ASSIGNED TASK:
The entries below contain a stretch that opens with the line containing "Query: glass jar lid" and closes with the line containing "Task: point to the coffee cup"; set down that stretch exactly, both ends included, and nothing else.

SUPPLIED ENTRIES:
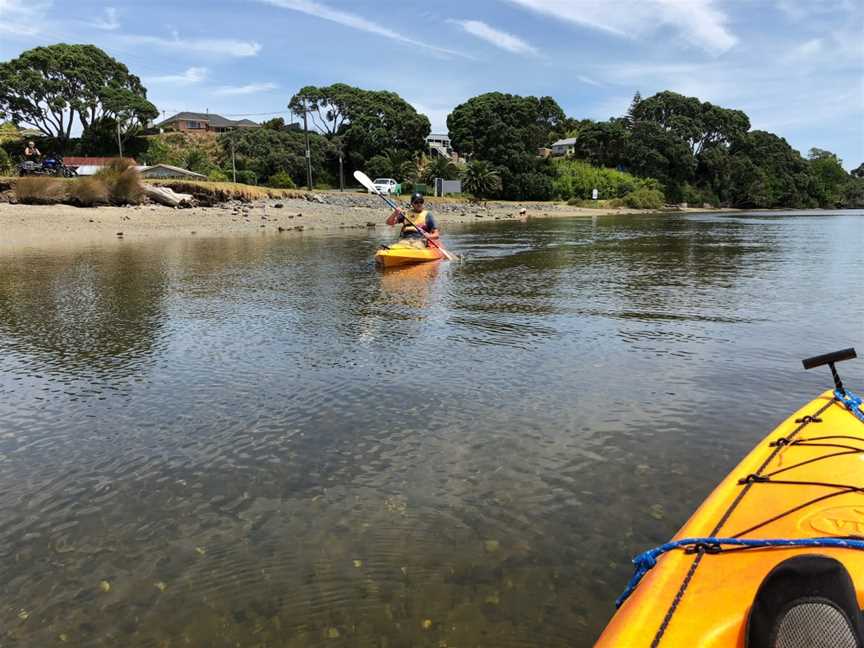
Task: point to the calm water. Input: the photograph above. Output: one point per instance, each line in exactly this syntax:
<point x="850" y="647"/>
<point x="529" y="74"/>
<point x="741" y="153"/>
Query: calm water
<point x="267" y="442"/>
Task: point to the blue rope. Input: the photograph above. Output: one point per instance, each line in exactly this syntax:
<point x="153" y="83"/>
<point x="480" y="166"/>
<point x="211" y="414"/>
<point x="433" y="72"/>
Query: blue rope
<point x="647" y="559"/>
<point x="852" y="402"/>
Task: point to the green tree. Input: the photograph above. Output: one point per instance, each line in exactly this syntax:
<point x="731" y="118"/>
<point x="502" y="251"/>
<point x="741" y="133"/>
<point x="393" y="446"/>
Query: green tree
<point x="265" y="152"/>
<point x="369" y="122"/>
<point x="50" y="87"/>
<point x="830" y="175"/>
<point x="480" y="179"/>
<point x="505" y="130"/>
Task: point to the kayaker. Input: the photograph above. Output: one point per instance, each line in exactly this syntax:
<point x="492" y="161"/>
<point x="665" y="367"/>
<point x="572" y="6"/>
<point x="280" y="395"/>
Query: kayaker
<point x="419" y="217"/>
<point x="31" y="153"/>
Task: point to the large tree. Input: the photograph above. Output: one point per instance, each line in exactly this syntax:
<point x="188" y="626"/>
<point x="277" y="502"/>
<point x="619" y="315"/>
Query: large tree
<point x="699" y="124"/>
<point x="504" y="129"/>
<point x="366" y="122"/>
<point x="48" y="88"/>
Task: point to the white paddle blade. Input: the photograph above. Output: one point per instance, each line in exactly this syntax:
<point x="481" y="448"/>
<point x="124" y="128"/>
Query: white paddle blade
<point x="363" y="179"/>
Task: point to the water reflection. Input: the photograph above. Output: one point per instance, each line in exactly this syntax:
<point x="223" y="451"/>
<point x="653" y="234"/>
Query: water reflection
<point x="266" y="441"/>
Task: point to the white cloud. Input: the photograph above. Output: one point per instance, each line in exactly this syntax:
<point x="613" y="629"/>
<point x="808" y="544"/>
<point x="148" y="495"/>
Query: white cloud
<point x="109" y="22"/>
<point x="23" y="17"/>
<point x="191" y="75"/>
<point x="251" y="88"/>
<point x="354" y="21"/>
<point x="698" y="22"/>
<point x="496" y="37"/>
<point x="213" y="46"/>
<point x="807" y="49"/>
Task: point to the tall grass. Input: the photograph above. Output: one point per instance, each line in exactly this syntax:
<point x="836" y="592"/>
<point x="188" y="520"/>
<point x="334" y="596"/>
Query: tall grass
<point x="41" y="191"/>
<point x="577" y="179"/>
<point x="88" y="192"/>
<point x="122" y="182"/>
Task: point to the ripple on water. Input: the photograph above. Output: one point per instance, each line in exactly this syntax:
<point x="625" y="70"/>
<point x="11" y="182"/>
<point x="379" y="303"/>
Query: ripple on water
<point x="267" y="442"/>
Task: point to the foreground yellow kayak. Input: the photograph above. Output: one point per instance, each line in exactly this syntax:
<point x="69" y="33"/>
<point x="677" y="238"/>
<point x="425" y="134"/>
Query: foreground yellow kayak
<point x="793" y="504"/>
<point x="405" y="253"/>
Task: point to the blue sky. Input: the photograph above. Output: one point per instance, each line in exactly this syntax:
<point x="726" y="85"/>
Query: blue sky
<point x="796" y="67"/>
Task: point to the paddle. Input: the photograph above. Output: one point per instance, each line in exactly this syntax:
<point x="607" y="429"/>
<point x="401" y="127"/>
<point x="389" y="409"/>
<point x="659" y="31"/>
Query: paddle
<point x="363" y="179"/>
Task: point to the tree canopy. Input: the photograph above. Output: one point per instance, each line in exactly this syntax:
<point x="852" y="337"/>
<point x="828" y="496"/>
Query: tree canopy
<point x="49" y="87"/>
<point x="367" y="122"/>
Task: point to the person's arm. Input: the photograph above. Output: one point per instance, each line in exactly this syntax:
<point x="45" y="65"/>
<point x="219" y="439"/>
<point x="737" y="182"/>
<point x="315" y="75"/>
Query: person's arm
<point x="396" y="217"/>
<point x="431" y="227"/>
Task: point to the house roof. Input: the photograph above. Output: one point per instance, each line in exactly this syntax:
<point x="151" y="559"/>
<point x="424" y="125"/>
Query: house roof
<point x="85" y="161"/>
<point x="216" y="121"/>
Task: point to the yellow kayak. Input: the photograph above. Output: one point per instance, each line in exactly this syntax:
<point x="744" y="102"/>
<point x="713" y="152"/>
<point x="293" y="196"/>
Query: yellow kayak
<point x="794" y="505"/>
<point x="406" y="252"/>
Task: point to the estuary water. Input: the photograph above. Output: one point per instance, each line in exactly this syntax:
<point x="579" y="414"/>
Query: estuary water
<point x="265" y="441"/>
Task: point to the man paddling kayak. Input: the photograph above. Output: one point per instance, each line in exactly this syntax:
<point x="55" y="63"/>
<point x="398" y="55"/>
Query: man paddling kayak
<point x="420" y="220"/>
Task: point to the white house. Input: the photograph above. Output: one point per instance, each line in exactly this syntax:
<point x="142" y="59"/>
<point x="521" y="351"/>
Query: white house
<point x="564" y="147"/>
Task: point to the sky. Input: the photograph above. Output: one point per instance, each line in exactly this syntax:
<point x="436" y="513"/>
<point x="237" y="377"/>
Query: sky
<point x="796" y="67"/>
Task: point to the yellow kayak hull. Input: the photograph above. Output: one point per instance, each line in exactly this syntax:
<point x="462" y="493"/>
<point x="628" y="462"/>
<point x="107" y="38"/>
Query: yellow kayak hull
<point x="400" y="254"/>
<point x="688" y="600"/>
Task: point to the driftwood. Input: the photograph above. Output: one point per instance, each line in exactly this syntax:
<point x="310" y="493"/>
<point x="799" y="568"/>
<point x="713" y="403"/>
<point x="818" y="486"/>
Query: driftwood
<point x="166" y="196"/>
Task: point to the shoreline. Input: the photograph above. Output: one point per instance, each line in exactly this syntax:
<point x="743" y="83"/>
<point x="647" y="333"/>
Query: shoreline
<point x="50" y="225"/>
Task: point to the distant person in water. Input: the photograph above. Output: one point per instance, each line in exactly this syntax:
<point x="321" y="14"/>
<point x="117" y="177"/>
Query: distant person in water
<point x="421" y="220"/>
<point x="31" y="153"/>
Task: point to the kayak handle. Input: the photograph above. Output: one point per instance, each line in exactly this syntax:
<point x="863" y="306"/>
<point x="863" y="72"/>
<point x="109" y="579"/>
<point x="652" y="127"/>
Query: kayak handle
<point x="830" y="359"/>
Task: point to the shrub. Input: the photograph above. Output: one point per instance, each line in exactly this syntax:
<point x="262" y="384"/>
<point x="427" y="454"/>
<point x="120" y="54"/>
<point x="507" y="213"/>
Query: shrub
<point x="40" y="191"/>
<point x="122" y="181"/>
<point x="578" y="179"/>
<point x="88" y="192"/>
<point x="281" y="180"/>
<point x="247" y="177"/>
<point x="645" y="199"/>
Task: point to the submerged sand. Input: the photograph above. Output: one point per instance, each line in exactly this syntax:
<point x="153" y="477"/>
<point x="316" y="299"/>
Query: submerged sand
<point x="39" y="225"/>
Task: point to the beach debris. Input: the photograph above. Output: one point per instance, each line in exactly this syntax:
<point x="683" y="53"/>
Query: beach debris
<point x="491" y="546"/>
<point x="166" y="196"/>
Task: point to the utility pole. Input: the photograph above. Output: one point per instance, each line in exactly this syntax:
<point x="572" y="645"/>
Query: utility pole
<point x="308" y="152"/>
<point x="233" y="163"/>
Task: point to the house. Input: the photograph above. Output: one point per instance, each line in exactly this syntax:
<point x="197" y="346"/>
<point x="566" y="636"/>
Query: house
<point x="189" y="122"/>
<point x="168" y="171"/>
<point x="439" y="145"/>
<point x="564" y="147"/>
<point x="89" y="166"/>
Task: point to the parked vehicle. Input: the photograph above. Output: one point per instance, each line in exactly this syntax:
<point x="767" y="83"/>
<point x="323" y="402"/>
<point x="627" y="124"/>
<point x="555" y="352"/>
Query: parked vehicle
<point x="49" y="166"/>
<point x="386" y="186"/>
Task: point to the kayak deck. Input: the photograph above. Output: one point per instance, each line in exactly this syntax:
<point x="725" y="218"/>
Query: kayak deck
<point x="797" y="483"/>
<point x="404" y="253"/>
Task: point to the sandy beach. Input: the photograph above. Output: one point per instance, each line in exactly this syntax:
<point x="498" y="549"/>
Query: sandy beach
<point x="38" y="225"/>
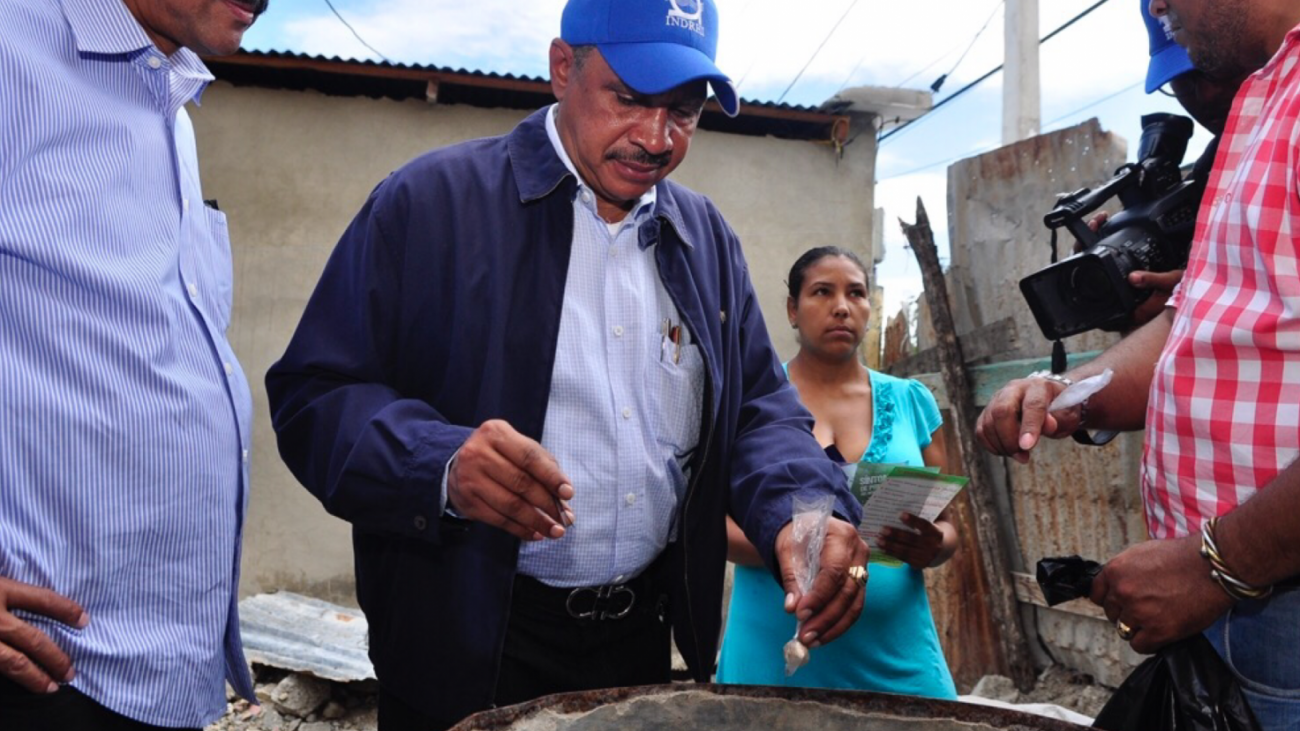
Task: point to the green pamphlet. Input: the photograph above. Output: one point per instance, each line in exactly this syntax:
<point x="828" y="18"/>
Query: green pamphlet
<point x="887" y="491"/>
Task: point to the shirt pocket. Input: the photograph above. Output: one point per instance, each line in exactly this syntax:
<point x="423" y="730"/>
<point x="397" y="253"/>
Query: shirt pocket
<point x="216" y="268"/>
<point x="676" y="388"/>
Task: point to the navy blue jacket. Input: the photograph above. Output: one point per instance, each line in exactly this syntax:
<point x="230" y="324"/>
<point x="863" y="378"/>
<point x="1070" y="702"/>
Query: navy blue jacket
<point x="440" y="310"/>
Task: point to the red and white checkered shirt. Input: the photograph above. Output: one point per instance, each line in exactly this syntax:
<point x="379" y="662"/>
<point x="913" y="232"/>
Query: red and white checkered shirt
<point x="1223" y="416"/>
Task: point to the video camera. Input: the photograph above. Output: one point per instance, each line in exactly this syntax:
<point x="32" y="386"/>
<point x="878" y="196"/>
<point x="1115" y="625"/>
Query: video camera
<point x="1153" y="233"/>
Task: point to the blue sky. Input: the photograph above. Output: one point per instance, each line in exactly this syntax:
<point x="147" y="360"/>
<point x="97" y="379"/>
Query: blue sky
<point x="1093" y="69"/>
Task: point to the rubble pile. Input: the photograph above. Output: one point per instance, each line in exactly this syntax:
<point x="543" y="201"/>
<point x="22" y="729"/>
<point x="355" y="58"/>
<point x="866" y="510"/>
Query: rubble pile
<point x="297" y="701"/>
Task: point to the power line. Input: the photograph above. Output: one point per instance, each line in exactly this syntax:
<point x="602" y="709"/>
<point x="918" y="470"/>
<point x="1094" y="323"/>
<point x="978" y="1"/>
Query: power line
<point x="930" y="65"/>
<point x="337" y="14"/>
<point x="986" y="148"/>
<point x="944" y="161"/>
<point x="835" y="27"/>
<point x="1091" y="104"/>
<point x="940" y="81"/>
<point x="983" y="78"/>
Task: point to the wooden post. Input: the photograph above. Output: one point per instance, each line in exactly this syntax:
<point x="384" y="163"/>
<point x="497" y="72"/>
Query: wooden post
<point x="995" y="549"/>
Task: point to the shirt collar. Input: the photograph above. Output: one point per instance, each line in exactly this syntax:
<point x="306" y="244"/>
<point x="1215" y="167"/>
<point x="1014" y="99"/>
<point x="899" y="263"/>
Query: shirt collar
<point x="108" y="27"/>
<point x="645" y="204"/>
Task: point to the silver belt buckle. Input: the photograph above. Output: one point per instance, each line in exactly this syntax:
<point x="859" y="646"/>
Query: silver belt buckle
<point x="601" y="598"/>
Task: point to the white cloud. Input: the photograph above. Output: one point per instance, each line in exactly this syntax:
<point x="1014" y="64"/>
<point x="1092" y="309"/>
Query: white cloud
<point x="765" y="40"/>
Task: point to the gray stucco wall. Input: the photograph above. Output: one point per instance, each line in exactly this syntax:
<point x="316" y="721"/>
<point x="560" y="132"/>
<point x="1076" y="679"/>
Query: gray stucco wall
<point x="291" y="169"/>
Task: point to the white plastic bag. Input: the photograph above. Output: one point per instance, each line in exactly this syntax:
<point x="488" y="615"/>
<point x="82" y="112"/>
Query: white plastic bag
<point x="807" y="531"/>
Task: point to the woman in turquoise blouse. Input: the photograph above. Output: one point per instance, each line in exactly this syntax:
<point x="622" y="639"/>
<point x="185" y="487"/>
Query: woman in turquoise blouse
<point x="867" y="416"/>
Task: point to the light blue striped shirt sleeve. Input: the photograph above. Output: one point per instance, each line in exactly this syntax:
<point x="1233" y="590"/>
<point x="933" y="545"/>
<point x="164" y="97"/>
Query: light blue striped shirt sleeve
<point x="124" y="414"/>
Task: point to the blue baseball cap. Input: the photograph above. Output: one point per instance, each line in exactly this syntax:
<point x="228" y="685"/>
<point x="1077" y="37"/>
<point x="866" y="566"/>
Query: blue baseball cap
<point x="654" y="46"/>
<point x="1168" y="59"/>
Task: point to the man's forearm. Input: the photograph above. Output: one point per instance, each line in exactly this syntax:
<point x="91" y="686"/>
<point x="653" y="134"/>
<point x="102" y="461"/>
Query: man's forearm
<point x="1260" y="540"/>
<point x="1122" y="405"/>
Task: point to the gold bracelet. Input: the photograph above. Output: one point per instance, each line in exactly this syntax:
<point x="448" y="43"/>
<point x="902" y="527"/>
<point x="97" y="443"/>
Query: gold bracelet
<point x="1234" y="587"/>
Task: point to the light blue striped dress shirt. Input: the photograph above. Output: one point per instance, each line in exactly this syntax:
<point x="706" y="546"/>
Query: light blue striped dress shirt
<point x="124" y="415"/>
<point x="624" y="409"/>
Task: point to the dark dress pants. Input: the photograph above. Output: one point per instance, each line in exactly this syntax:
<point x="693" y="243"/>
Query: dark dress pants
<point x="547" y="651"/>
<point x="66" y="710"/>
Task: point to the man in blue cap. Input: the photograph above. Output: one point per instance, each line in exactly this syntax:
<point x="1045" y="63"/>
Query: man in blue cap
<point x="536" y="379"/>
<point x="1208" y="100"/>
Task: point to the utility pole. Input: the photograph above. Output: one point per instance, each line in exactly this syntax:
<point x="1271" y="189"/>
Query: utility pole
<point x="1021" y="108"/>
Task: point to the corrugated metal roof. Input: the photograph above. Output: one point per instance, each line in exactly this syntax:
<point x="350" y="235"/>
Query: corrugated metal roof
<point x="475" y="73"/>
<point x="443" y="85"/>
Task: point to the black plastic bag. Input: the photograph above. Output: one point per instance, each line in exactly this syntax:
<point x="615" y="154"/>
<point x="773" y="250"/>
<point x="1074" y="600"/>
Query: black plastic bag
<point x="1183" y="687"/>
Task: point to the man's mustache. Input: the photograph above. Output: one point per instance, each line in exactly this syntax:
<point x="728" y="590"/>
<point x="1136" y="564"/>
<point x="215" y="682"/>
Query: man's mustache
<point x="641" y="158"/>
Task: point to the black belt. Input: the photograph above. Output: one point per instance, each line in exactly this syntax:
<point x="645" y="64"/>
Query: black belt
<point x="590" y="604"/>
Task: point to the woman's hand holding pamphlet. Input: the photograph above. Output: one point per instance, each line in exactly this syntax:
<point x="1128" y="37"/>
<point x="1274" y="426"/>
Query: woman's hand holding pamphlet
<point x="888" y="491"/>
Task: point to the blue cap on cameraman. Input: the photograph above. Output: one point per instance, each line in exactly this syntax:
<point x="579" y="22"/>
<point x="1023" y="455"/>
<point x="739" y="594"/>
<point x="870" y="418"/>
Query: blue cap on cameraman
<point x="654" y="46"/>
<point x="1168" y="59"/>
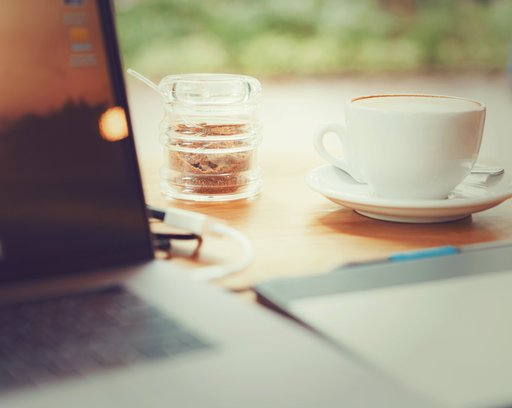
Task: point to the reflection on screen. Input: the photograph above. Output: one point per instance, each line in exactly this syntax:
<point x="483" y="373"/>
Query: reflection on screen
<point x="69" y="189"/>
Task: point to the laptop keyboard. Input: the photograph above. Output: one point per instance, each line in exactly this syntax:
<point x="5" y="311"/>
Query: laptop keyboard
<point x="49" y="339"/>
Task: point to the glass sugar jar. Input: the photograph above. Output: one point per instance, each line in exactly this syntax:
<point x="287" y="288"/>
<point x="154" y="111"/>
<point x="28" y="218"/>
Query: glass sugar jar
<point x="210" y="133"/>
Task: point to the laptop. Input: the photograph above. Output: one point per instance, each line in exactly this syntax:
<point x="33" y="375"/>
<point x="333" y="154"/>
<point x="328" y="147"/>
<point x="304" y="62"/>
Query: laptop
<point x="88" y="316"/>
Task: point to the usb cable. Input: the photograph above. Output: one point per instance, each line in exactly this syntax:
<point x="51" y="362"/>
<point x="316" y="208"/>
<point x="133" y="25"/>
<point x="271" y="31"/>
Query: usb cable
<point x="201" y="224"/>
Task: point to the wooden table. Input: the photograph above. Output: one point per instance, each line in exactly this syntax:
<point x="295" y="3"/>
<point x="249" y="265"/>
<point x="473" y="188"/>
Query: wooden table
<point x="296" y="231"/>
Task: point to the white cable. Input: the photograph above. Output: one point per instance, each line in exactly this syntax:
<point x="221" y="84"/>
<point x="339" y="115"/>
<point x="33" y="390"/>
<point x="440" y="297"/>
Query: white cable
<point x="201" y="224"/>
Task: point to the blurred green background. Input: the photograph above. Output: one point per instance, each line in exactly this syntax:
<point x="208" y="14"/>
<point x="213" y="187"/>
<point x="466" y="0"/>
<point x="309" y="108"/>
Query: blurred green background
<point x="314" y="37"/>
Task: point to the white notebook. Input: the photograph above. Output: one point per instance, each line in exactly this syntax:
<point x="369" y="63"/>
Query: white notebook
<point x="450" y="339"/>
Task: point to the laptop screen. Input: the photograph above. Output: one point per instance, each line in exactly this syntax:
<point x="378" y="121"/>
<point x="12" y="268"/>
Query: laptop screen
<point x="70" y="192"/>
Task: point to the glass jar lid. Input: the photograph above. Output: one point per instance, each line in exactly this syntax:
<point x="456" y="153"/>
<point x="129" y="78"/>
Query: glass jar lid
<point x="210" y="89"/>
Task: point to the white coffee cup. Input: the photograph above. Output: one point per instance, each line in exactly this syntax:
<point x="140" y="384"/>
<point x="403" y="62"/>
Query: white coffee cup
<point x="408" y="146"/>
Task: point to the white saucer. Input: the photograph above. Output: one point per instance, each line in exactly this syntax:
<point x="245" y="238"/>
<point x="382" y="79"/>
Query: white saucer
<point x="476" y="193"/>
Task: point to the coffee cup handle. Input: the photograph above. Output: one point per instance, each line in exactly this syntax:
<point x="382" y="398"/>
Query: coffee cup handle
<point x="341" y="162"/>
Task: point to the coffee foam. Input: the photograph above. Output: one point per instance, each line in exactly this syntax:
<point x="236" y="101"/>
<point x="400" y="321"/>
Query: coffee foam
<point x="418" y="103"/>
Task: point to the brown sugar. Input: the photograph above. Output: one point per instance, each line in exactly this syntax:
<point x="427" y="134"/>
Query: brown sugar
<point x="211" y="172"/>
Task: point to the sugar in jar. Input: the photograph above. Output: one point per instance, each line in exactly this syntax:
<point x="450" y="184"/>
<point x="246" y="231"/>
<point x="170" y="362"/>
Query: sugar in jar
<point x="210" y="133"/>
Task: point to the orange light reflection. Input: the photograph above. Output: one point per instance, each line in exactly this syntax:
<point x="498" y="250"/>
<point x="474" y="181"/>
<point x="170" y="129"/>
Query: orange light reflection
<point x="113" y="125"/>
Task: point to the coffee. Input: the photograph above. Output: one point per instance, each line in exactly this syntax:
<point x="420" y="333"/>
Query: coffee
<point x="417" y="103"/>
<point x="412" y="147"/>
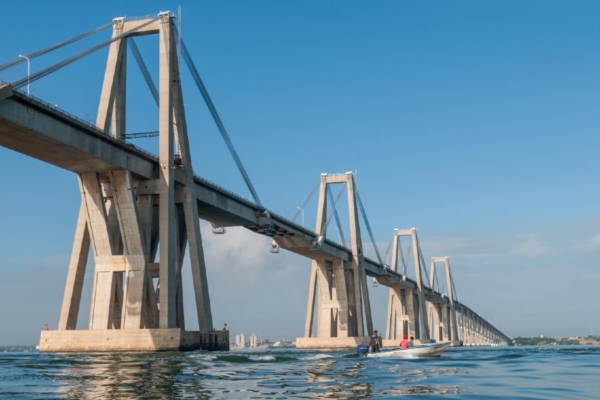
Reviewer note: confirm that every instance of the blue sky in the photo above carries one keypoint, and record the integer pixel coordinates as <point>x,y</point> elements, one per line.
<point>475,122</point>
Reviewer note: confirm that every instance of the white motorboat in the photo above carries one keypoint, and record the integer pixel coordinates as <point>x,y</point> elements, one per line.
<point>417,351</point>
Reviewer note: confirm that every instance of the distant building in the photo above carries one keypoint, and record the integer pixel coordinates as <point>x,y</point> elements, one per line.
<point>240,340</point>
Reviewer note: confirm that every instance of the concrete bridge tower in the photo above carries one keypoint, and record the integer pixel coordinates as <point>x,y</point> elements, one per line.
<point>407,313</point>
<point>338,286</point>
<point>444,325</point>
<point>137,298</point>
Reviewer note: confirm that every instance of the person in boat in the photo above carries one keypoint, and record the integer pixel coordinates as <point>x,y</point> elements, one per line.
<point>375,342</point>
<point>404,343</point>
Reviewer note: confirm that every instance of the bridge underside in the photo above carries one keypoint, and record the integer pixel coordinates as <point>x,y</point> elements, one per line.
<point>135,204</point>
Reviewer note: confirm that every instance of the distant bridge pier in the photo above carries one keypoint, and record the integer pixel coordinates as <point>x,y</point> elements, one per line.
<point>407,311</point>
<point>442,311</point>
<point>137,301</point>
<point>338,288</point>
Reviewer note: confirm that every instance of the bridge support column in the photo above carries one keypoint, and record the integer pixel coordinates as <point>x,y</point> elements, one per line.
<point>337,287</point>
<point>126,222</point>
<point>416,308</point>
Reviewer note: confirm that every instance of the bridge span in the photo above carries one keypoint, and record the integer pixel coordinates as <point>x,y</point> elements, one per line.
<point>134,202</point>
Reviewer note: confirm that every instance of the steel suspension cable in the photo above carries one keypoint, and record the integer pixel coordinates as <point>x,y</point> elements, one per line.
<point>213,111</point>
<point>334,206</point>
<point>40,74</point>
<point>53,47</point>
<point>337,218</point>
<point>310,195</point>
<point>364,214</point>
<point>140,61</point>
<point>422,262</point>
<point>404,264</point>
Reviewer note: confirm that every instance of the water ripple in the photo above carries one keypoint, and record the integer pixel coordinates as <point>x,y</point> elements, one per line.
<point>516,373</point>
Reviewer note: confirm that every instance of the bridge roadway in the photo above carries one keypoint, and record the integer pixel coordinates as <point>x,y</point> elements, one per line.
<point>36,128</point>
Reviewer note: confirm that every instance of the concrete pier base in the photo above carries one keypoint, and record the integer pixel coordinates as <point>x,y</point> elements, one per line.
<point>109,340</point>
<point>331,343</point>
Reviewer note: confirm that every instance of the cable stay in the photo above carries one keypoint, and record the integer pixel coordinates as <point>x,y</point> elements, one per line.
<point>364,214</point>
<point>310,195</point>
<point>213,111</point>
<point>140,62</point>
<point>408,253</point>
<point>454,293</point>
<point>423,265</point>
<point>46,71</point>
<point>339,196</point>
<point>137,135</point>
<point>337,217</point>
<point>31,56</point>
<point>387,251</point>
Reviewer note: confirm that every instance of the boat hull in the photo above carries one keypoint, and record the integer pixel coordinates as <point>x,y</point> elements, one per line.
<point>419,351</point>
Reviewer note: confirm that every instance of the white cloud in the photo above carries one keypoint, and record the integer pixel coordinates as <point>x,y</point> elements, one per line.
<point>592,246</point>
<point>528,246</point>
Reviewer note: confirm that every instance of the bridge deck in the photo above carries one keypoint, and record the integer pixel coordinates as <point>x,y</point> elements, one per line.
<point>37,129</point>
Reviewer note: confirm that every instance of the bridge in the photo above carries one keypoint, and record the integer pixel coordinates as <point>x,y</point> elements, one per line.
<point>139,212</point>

RESPONSE TO THE TASK:
Query: glass jar lid
<point x="210" y="89"/>
Task: point to the white coffee cup. Input: the photograph above. Output: one point per instance, each line in exactly this syntax:
<point x="140" y="384"/>
<point x="403" y="62"/>
Query: white coffee cup
<point x="408" y="146"/>
Task: point to the white saucer. Input: the photograph above. Output: one point per instance, each line in exactly this syntax:
<point x="245" y="238"/>
<point x="382" y="79"/>
Query: white saucer
<point x="476" y="193"/>
Task: point to the coffee cup handle. Input: the photograph above. Output: one point per instance, each line in exactly this syntax:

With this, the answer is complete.